Please copy out the records below word for word, leaving out the pictures.

━━━━━━━━━━━━━━━━━━━━━━━━━━━━━━

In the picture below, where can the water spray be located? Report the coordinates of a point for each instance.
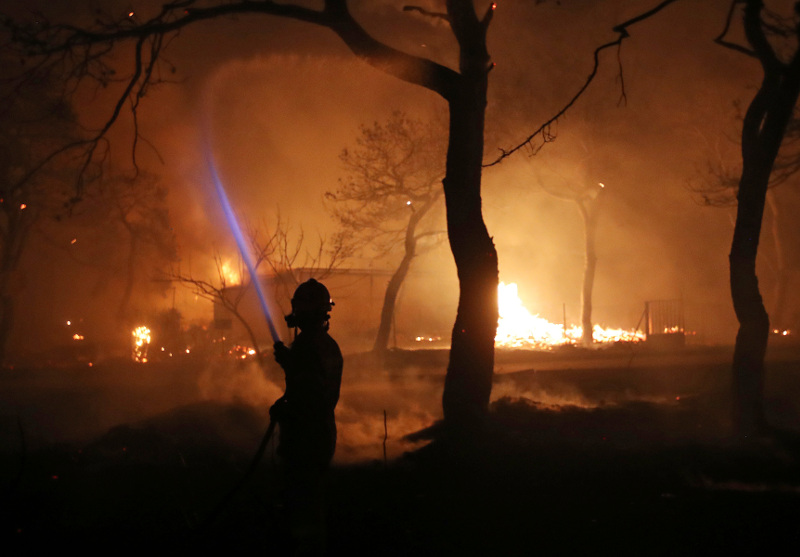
(233, 223)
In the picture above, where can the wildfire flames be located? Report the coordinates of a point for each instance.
(518, 328)
(229, 274)
(141, 344)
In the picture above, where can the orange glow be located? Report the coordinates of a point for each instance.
(229, 274)
(518, 328)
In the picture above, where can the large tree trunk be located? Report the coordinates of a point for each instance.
(393, 288)
(468, 383)
(762, 133)
(588, 208)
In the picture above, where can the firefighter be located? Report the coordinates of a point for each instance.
(305, 413)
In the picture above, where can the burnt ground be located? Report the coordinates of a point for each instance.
(610, 453)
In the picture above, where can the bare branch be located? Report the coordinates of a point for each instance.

━━━━━━━━━━━━━━━━━━━━━━━━━━━━━━

- _Finished exercise_
In the picture below, where can the water spray be located? Report the coordinates of a point for each instance.
(233, 223)
In the picture above, where can the wildfire flames be located? Report the coordinates of a point for each instance.
(518, 328)
(229, 274)
(141, 344)
In the picture above, where can the orange glow be located? Report the coordinates of a point for each instance.
(229, 274)
(518, 328)
In the picture above, where can the large tree trunk be located? Report the coordinates of a point for each instance.
(393, 288)
(468, 383)
(762, 133)
(588, 208)
In the picture above, where can the firefighter be located? Report the coordinates of a point for each instance.
(305, 413)
In the picture above, where can the burnt ground be located? Report the coordinates of a point for each instance.
(610, 453)
In the picture above, where can the bare branch be located? Report the coordinates of a point for each instance.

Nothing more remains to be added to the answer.